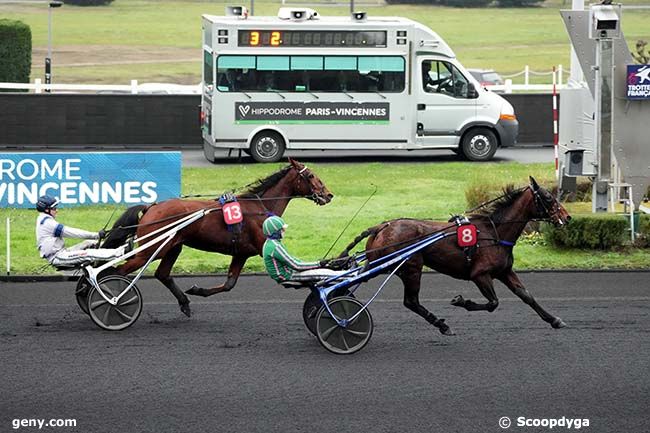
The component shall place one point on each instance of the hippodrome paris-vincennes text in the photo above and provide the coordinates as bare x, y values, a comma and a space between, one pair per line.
25, 181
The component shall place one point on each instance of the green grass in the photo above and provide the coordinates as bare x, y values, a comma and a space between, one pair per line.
427, 190
502, 39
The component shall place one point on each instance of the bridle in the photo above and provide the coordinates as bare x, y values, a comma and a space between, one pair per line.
307, 175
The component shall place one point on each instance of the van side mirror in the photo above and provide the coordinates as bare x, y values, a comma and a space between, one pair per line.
472, 93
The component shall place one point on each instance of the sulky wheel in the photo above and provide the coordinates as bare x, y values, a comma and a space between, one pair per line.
343, 340
115, 317
81, 293
83, 288
310, 310
312, 305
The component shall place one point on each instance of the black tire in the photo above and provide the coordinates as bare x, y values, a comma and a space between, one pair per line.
344, 340
310, 310
83, 288
81, 293
267, 146
115, 317
312, 305
479, 144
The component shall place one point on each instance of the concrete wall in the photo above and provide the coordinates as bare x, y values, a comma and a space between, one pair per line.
122, 121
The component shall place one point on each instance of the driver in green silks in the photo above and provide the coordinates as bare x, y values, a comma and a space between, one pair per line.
282, 266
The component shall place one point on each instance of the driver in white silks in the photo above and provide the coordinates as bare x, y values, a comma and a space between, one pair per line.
50, 243
282, 266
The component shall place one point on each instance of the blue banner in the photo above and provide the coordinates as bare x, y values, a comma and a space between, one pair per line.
77, 179
638, 81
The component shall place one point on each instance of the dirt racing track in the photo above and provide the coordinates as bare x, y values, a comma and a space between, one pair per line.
245, 362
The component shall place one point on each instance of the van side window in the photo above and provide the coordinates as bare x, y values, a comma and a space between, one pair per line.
365, 74
444, 78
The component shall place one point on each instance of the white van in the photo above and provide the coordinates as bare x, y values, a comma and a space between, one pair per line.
307, 82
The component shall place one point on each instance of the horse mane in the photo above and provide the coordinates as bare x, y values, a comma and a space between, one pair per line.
261, 185
496, 210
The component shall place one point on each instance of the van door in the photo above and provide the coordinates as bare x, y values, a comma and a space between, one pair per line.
444, 104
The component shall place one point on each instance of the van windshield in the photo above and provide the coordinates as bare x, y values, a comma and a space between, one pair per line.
442, 77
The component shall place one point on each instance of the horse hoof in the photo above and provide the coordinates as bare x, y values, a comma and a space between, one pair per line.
185, 309
558, 323
447, 331
458, 301
194, 290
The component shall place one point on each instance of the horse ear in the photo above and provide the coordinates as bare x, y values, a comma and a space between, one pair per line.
295, 163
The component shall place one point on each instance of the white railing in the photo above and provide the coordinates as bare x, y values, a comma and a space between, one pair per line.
133, 88
163, 88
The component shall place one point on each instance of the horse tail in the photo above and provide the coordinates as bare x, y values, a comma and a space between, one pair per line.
372, 231
125, 226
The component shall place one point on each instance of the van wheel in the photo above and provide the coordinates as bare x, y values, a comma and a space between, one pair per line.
267, 146
479, 144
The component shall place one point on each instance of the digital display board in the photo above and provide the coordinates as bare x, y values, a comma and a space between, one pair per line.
301, 38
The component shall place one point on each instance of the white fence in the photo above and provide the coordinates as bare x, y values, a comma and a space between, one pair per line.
133, 88
177, 89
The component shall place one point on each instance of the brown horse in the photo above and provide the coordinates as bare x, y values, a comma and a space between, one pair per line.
499, 223
265, 197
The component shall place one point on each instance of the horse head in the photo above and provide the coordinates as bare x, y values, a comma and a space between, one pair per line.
308, 184
547, 206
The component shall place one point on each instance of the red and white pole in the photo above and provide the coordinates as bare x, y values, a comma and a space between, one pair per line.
556, 138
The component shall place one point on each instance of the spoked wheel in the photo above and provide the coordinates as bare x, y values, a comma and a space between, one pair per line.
312, 305
310, 310
81, 293
114, 317
83, 289
343, 340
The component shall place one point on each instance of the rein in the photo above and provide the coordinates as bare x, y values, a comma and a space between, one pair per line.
257, 198
350, 222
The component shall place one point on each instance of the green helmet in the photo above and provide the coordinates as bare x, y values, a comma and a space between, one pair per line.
273, 225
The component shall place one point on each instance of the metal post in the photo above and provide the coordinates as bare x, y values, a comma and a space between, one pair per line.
8, 246
603, 133
48, 59
576, 70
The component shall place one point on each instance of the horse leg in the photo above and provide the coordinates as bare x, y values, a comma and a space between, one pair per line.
411, 278
236, 266
163, 275
484, 283
512, 281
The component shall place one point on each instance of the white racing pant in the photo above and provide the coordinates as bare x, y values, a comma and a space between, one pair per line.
82, 253
316, 274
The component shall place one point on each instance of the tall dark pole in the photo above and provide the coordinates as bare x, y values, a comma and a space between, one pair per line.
48, 59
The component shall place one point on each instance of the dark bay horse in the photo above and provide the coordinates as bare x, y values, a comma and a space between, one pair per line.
499, 224
210, 233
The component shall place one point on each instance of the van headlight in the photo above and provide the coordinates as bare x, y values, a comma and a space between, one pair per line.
507, 112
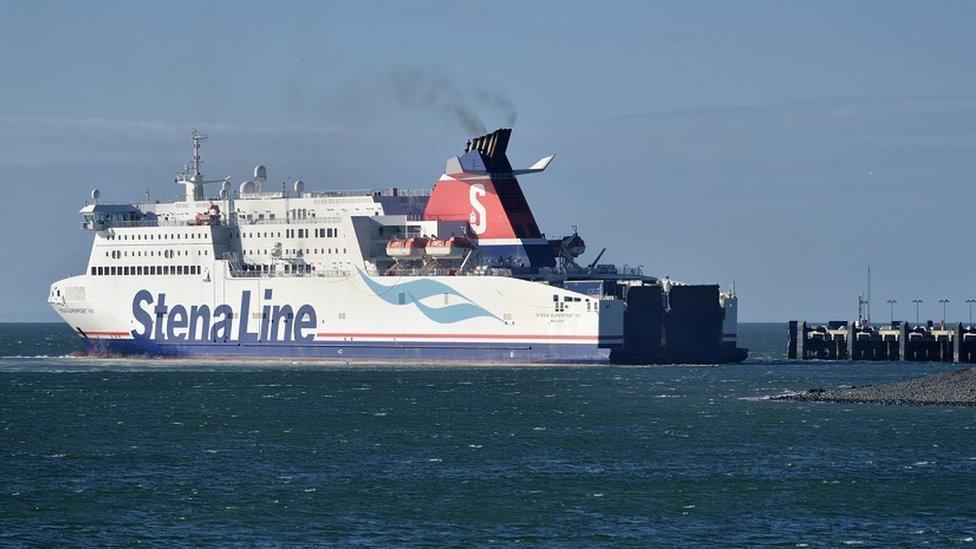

◆ **PROBLEM TO SOLVE**
Copy every one of the records above word for word, leaving out the pictures.

◆ **SOLUTION FOR THIS TASK**
The component shall place one point on each instance of the hippodrome paris-vincennes text in the photo above and provide the coordinates as bare x, y values, a comma and a space between, one pair per line.
25, 181
The component shall place one point on each instance of the green grass in the photo above and provide the coordinates as bare x, y values, a comma and a space between, one pair per line.
427, 190
502, 39
The component shall place one point on each instance of the bridle in the photo above and provide the coordinates as bare x, y values, a comma and a space between, one pair per line.
307, 175
The component shall place one point on each instance of the van side mirror in the photo above and provide the coordinates as bare x, y values, a comma and a space between, one pair per line.
472, 93
The component shall place one point on each instance of the sulky wheel in the photo above and provide the coordinates as bare x, y values, a comma and a space between, one pair per line.
343, 340
115, 317
81, 293
83, 288
310, 310
312, 305
The component shall place one point on each instance of the black tire in the photo above and provide the coordinates as bare x, y values, a comma and a space between, one pair per line.
344, 340
310, 310
83, 288
81, 293
267, 146
115, 317
312, 305
479, 144
The component shall place one point on each instance of the concrete wall in the photo above and provide the coordinates as bare x, y values, a comma and a space between, one pair per line.
122, 121
The component shall place one point on each instance of the driver in green silks in the photo above and provide the coordinates as bare x, y values, a comma and a space between, one pair per line.
282, 266
The component shall place one point on each instance of the driver in white silks in the photo above and provide the coordinates as bare x, y values, a comma and a space between, one pair per line.
50, 243
282, 266
The component shall place one point on each instance of the blue banner in the photo above and provide the coordinates as bare x, y values, a comma and a space between, one pair per line.
77, 179
638, 81
The component shall place one point on each instance of the dirt racing track in the photo above and provide the coordinates as bare x, y values, a comma and a space between, one pair per line.
245, 362
The component shall place one point on each instance of the van side window in the photo above and provide the coordinates as bare x, y values, a comma and a space between, one pair per line.
365, 74
444, 78
The component shall place one point on each instance of the white van in the photo above and provide the coordinates as bare x, y values, a comma and a space between, one pair per line.
307, 82
The component shall place one point on each instance of the horse mane in the photo above and provide the coordinates as bare x, y values, a comma and a space between, one pair per line.
261, 185
496, 210
The component shall place one point on each instance of the van door in the photo above and provide the coordinates as bare x, y values, a comma and a space between, one pair per line.
444, 104
The component shall place one point on each instance of the van windshield in the photo above and provide the coordinates as bare x, y values, a comma and a space between, one pair per line.
442, 77
The component shall place one point on each instance of the horse hoof in the photo above and provide the coordinates as bare x, y values, a comma and a space between, one pair per line.
185, 309
558, 323
447, 331
458, 301
194, 290
The component shall place one point on each instance of the horse ear in the photo above and provide the coordinates as bare x, y values, a comma and a space between, one pair per line.
295, 163
The component shall place one point on each instance of the white railing in the photo above and provide the coordinates as bare x, y values, a comma and a space between, one pair per line.
133, 88
163, 88
The component shall place one point on each instance of the horse tail in the photo above and provide the coordinates as bare x, y values, a comma and a space between, one pair per line.
372, 231
125, 226
The component shall place one point on each instance of the van wheel in the photo above and provide the coordinates as bare x, y values, a comma and a space between, one pair per line.
267, 146
479, 144
The component shall place one point on each instance of the digital display board in the photo above and provide the coordinates as bare x, y values, a comma and a space between, one pair per line.
301, 38
The component shall place one point on each instance of the white fence in the photo above and provide the coordinates as bare x, y values, a comma and a space between, one pair per line.
133, 88
177, 89
The component shall place one point on each instance of the brown horse in the photo above and provide the coordinates as bare x, y values, a comma and a space between, one pair per line.
499, 223
265, 197
The component shall place one point on each instance of the horse head in the photo above and provide the coordinates as bare x, y values, a comma and a space between, one pair per line.
308, 184
547, 206
The component shall place one point on each instance of the red and white pole in the photo above and provide the coordinates as bare x, y values, a comma and a space between, one pair per line.
556, 138
The component shall place one point on each instance of the spoked wheel in the photo above and provide the coordinates as bare x, y values, a comma and a space between, one pair per line.
312, 305
310, 310
81, 293
114, 317
83, 289
343, 340
The component shall place one point on each instance of the rein in the photo above and provide the coordinates as bare x, y values, a comma and a space between, one pair per line.
257, 198
350, 222
The component shall place one point on each instance of the green helmet in the photo above and provide the coordinates as bare x, y values, a comma and a space between, one pair per line.
273, 225
The component shall place one point on each instance of the metal post in the photo above and provide the coordinates as bare x, y values, a comma and a space between, one pair per line.
8, 246
603, 133
48, 59
576, 70
The component shall place one point on each instance of the horse leg in the photo above and provide the coordinates as bare x, y values, a comma and a space between, one pair per line.
411, 278
236, 266
163, 275
484, 283
512, 281
The component shall place one point on each instance of the white racing pant in the photo above and provide the coordinates as bare x, y values, a comma and a space between, one pair per line.
82, 253
316, 274
The component shall place one point on each instance of the tall dark pole in the photo above and provide the coordinates as bare x, y values, a comma and a space between, one pair per line.
48, 59
The component shall place one point on each instance of the dark bay horse in the photo above and provide the coordinates as bare x, y values, a comma and a space between, one pair per line.
499, 224
210, 233
The component shall place one point on each instance of the van headlight in the photo above and provide the coordinates as bare x, y values, a comma and a space between, one pair per line.
507, 112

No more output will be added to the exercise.